**Source records**
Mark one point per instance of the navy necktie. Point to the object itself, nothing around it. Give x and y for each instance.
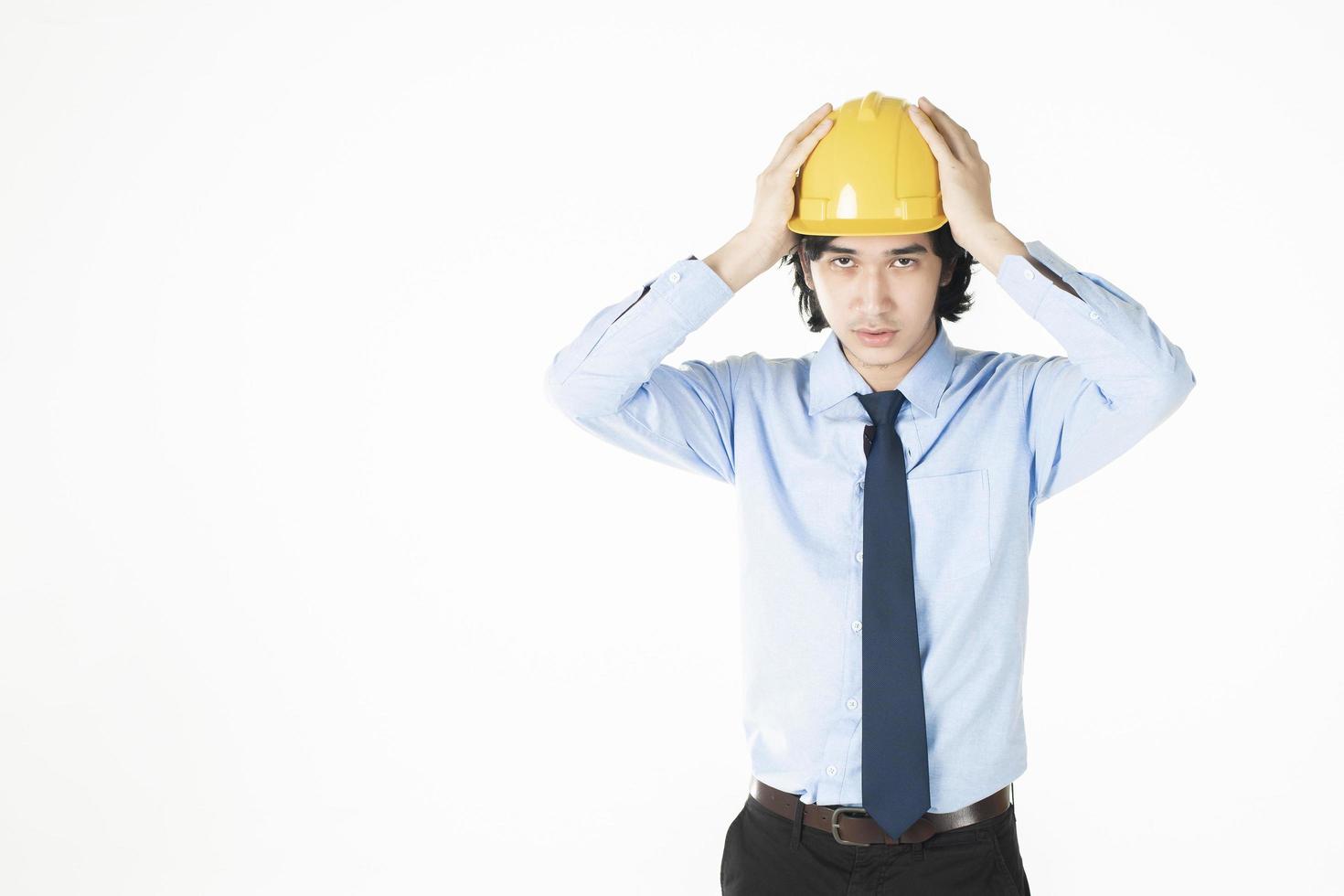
(895, 749)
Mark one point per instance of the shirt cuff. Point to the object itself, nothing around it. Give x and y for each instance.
(1031, 289)
(691, 289)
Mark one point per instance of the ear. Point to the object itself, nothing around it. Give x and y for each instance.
(806, 268)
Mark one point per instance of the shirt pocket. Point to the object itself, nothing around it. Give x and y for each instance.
(949, 524)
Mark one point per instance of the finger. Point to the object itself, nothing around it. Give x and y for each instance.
(932, 136)
(797, 133)
(794, 162)
(957, 137)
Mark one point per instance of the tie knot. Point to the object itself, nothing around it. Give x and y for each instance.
(882, 406)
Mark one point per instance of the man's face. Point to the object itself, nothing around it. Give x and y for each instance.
(878, 283)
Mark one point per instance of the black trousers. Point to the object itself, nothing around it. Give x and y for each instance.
(768, 855)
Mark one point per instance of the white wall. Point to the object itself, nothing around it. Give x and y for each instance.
(305, 589)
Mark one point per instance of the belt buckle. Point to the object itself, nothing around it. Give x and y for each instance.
(835, 824)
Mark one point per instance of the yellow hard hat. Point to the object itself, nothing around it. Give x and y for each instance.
(871, 175)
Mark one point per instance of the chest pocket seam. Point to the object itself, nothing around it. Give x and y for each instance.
(949, 524)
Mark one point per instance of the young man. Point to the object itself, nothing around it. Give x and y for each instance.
(984, 435)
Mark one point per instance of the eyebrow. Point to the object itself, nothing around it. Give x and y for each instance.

**What the task requires**
The expected output is every record above, copied exactly, without pictures.

**Response to this exercise**
Mark one point per instance of the navy necktie. Point to the object itself, nothing around it. Give x and y for each instance.
(895, 749)
Mark one point per instance of the shirt cuff. Point to the object itself, nothing around it. Give x and y for each instance.
(1031, 289)
(691, 289)
Mark one point per instance of the ear. Point to the object itself, nothing around it. Give x and y for each instance.
(806, 268)
Mark one point per instance of the shirt pocket. Point to the object itself, nothing around it. Give x and y for each instance.
(949, 524)
Mark one point per instance of the finger. Point to the object itself, nothing around it. Give x and y for each instance.
(932, 136)
(797, 133)
(794, 162)
(957, 137)
Mark one point per instance of the tie knot. Point to the object itself, nothing around it. Give x and y for each instance.
(882, 406)
Mark one point per instance of the man's face. Point to the object itself, nothing around it. Give x and y for each instance.
(878, 283)
Mark one point per instance of the black trousers. Point to the object itself, nothing around it. Give x and y for each instance.
(768, 855)
Mark one point per instance of the white wall. Point to the object itself, nothing around it. Give x and y for each instance.
(305, 589)
Mark one point per instance of the belt buckle. Point to the object itself, nothing around it. Give x and y for each instance.
(835, 824)
Mark one point per instance of the yellow hard hat. Point to the object itself, nothing around it. Give x and y for each instance.
(871, 175)
Mark one point per instance of the chest pocket seam. Point to the object itself, nothing around it. Give x and y for each instance.
(949, 524)
Mark one point per instance of the young man. Point to the object itself, nothing around it. Give x and y for each instance.
(984, 435)
Mark one point per instance of the eyebrow. Point to the object itself, nothing around it. Give x and y for each instance.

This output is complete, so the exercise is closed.